Required task ▸
Identify each line in the records below that contains the string "table" and copy those lines out in full.

++++++++

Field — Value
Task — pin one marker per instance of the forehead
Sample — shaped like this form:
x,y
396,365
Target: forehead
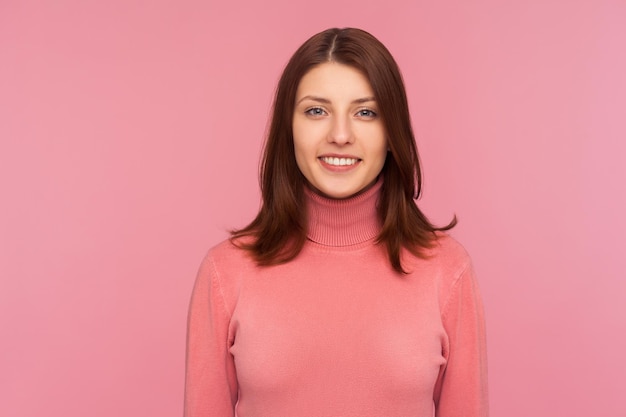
x,y
333,80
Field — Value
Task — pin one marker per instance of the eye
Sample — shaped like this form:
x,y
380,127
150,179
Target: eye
x,y
315,111
366,113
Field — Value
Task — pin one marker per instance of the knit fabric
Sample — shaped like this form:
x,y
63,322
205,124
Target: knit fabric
x,y
337,332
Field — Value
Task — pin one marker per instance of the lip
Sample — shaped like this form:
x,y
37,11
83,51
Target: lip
x,y
338,168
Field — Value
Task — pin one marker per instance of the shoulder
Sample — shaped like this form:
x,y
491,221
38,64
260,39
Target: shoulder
x,y
447,255
443,264
224,268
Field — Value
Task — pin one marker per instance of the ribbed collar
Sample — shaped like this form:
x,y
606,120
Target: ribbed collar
x,y
343,222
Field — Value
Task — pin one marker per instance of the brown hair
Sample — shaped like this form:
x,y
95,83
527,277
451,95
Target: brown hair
x,y
278,232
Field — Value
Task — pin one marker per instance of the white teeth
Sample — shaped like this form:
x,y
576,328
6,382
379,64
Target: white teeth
x,y
339,161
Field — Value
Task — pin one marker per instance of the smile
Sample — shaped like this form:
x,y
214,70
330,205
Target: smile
x,y
339,161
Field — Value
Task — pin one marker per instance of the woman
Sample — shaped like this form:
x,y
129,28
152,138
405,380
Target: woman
x,y
340,298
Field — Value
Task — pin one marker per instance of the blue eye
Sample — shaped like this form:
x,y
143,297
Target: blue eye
x,y
315,111
366,113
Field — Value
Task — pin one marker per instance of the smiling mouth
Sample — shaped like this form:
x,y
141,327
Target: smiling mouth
x,y
330,160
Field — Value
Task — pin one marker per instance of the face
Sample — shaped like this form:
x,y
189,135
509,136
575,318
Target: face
x,y
339,139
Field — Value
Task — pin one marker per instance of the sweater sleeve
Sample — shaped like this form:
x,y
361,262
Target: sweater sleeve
x,y
210,378
461,389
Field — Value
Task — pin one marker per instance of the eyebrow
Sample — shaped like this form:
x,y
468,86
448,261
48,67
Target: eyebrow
x,y
327,101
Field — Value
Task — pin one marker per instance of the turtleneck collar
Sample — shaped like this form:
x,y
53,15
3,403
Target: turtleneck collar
x,y
343,222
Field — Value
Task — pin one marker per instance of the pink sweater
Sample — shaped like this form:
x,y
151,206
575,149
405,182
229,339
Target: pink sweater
x,y
337,332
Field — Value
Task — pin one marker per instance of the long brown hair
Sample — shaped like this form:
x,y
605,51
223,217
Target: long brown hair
x,y
278,232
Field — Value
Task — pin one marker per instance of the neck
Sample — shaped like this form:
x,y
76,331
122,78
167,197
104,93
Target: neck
x,y
343,222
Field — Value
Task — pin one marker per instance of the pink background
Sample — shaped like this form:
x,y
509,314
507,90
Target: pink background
x,y
130,133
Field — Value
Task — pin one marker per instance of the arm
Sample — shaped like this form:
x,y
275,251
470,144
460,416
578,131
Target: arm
x,y
461,388
210,378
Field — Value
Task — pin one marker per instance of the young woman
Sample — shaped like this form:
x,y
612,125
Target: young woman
x,y
340,298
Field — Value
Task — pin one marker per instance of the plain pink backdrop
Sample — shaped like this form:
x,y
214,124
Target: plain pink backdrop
x,y
129,140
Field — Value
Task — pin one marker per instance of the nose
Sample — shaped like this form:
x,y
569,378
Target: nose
x,y
340,131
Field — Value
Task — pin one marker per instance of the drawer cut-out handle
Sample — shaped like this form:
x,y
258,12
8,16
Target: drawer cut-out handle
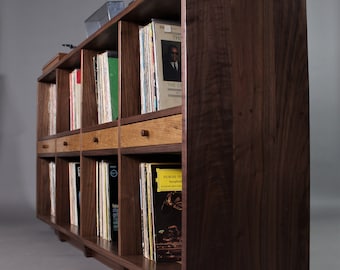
x,y
144,133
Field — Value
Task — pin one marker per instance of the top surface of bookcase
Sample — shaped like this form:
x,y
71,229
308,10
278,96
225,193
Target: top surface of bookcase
x,y
139,11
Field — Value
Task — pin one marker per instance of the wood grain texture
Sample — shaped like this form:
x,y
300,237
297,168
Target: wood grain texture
x,y
42,110
100,139
43,188
68,143
63,104
247,200
129,216
167,130
46,146
62,192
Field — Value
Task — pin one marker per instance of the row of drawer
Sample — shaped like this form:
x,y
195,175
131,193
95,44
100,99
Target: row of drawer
x,y
167,130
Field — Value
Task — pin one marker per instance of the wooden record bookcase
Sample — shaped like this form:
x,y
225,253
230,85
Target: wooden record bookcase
x,y
242,135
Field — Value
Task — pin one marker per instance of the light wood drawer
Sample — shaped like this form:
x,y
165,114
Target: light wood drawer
x,y
47,146
166,130
100,139
68,143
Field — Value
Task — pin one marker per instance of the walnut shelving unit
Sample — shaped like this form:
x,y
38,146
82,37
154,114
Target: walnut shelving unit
x,y
242,135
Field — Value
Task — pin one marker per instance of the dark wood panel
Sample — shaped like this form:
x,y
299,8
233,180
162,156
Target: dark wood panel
x,y
208,149
129,233
42,110
63,103
258,196
43,188
62,192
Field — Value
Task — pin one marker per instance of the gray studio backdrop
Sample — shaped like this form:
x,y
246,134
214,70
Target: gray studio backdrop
x,y
32,31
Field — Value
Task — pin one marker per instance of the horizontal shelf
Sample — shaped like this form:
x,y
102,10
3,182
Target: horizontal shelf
x,y
108,250
139,11
99,153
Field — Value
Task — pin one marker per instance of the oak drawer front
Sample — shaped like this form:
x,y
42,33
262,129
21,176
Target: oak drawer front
x,y
166,130
47,146
68,143
100,139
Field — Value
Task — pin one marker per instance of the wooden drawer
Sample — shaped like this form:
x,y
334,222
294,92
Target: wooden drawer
x,y
100,139
68,143
47,146
166,130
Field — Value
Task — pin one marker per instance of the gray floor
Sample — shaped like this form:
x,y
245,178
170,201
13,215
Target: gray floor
x,y
27,243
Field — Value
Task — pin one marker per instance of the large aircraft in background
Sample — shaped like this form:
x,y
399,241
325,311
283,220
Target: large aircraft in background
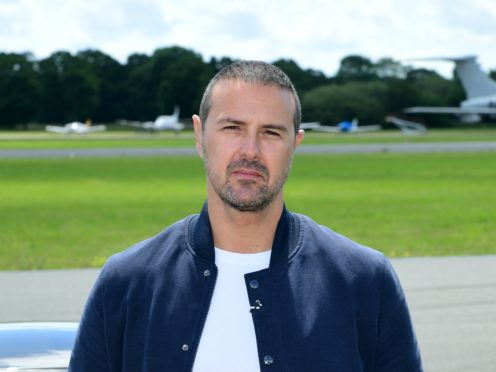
x,y
479,88
161,123
75,127
344,127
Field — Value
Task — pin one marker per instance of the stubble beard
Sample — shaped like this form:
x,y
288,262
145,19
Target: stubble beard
x,y
248,196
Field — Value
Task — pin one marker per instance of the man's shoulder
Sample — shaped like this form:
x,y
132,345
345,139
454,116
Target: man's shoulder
x,y
338,247
147,255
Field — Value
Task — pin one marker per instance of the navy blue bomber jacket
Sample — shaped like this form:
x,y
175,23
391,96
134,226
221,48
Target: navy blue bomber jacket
x,y
329,304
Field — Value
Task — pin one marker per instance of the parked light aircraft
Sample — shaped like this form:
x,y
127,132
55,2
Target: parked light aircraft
x,y
75,127
479,88
162,122
407,126
344,126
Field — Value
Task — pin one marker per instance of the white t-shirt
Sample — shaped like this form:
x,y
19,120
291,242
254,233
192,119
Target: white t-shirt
x,y
228,341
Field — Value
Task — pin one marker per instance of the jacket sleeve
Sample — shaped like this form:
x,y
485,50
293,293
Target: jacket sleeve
x,y
89,352
397,348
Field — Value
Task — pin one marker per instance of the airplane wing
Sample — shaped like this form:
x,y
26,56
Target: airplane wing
x,y
55,129
367,128
134,124
97,128
450,110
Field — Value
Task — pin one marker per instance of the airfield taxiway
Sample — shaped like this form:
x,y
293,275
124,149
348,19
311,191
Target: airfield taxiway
x,y
452,301
303,149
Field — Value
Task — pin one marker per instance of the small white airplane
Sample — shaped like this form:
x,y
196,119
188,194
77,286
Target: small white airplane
x,y
344,126
407,126
162,122
479,88
75,127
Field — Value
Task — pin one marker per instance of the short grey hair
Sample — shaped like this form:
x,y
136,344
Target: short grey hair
x,y
252,72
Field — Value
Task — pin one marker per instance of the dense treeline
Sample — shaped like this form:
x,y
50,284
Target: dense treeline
x,y
91,84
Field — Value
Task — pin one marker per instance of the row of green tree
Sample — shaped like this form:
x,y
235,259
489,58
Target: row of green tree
x,y
90,84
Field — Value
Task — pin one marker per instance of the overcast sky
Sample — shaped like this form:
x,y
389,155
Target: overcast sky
x,y
316,34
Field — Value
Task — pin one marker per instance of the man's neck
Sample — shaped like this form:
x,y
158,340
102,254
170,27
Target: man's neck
x,y
243,232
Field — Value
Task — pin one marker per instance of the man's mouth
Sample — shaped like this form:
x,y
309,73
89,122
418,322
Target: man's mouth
x,y
246,173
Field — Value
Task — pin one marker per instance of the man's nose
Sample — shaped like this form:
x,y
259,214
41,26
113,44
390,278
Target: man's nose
x,y
250,147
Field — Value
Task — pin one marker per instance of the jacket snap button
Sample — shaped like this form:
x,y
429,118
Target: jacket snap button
x,y
268,360
254,284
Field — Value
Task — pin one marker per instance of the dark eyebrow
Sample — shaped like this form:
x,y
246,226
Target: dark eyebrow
x,y
228,119
231,120
279,127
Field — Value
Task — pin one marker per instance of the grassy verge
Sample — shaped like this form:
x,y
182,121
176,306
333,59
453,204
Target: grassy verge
x,y
60,213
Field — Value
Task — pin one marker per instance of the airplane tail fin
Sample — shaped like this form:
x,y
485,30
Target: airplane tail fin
x,y
475,82
176,112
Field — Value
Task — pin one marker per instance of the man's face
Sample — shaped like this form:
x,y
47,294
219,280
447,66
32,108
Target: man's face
x,y
247,143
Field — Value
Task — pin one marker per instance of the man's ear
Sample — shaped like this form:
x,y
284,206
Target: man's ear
x,y
197,125
299,137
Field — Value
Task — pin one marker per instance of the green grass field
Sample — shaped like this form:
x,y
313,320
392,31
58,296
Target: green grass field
x,y
62,213
116,139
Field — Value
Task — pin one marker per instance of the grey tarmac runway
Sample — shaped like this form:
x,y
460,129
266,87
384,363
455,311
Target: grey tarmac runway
x,y
304,149
452,301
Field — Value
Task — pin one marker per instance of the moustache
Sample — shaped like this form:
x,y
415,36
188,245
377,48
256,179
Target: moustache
x,y
248,164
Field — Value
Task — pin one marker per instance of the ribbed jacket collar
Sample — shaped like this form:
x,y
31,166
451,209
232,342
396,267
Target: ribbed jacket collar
x,y
285,243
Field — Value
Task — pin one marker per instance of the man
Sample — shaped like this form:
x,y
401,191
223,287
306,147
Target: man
x,y
247,285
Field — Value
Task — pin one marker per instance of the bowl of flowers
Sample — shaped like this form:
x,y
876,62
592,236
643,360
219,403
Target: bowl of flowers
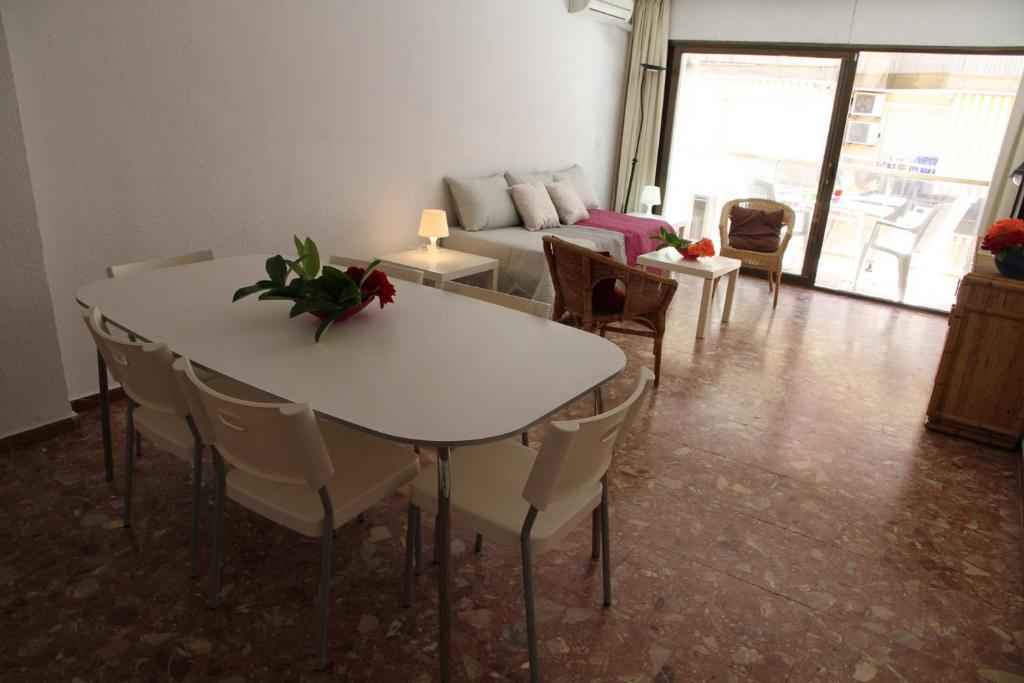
x,y
329,294
688,249
1006,241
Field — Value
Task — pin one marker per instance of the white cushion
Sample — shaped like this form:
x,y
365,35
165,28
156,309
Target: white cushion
x,y
486,496
482,203
535,206
576,175
543,177
567,203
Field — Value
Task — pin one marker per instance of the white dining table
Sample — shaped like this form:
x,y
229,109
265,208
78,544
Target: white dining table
x,y
432,369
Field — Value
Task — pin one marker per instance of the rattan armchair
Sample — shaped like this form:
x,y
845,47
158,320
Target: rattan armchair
x,y
577,270
772,262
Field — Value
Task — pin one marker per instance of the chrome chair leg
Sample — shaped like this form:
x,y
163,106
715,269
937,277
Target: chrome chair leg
x,y
527,591
129,460
197,496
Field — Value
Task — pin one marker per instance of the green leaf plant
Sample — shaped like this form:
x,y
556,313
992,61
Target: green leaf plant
x,y
327,294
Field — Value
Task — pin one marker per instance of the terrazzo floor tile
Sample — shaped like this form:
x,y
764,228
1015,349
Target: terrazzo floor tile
x,y
779,514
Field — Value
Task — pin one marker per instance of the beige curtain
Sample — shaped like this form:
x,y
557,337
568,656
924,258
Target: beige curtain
x,y
1001,190
648,44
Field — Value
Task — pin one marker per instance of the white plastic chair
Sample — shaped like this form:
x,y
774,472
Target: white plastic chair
x,y
308,475
409,274
156,408
104,407
538,308
532,499
905,241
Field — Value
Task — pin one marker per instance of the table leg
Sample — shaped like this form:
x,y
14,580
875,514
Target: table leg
x,y
104,418
730,289
443,534
705,319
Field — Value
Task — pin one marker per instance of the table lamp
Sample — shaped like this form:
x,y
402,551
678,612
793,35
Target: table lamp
x,y
650,197
433,224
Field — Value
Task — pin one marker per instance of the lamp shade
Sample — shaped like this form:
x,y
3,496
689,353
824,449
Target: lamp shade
x,y
651,196
433,223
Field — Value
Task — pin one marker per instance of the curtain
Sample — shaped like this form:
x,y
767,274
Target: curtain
x,y
1001,190
648,44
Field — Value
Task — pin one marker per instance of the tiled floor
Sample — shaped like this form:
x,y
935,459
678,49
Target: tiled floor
x,y
780,514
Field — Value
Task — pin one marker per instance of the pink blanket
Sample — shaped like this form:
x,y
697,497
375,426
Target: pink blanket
x,y
640,235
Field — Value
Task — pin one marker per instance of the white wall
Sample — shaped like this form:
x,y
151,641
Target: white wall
x,y
160,127
935,23
32,383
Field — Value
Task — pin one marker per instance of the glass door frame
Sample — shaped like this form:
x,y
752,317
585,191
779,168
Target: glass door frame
x,y
834,140
848,54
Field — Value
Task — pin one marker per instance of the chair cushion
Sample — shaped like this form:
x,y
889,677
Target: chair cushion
x,y
367,469
567,203
482,203
576,175
754,229
486,496
168,431
534,205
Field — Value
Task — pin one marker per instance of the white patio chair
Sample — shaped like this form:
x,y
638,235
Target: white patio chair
x,y
532,499
409,274
156,408
306,474
904,242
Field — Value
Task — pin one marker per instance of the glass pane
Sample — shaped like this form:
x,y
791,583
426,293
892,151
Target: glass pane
x,y
749,125
920,146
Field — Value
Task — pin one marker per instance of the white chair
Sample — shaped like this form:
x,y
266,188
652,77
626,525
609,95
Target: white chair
x,y
531,499
157,263
409,274
904,241
308,475
156,408
538,308
104,409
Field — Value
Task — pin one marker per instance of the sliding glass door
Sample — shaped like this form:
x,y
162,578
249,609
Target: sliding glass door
x,y
885,157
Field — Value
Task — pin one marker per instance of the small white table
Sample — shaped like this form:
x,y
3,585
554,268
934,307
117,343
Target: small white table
x,y
710,268
440,265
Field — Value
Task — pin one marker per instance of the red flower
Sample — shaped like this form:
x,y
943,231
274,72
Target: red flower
x,y
702,248
377,283
1004,235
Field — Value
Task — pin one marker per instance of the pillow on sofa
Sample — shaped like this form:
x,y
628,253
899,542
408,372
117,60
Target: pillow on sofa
x,y
482,203
543,177
754,229
576,175
535,206
567,203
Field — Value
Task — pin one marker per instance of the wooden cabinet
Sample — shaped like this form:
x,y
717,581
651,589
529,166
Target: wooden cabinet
x,y
979,388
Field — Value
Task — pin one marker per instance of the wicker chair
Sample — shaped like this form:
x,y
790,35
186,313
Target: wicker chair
x,y
574,272
772,262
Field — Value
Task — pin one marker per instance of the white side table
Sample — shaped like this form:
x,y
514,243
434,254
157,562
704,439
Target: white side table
x,y
710,268
444,264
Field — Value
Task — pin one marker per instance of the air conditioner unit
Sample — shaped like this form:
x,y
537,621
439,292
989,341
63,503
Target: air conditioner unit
x,y
610,11
862,132
867,103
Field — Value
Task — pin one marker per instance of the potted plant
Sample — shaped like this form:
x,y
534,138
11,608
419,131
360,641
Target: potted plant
x,y
688,249
1006,240
331,295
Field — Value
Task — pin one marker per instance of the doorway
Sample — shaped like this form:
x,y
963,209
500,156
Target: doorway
x,y
885,157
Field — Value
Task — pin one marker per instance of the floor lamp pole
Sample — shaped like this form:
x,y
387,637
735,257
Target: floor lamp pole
x,y
636,151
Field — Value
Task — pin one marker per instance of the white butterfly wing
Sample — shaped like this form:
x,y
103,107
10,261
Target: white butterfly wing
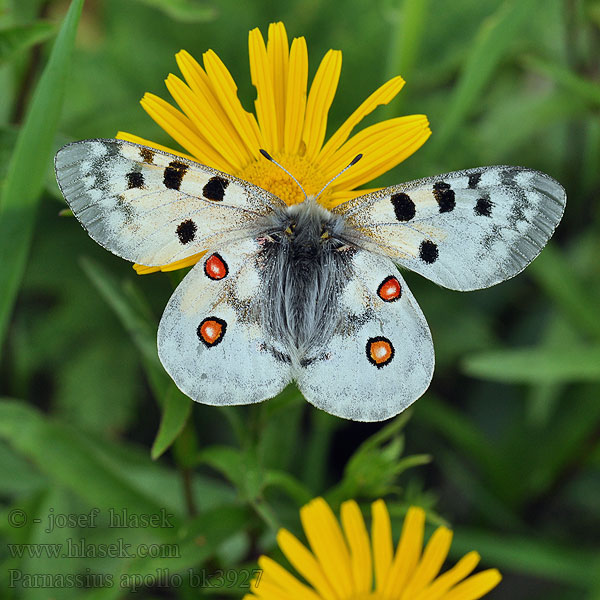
x,y
152,207
465,230
210,340
381,358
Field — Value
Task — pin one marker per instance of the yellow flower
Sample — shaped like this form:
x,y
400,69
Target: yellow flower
x,y
290,124
345,565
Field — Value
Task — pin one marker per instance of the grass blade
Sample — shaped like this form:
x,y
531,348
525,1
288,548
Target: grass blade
x,y
176,412
491,44
29,165
537,365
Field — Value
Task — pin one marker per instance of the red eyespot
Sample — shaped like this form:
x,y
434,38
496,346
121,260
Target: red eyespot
x,y
389,289
211,331
379,351
215,267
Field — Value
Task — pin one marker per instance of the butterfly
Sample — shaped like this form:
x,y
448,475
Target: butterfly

++++++++

Exercise solution ▸
Task — pin one marker per instance of the white dining table
Target: white dining table
Task — pin one marker per instance of the table leg
Target: table leg
Task — pin one marker per instance of the table lamp
Target: table lamp
Task — pin one marker per instance of the small white table
Target: small white table
Task — pin one marker per instance of the white side table
Target: white side table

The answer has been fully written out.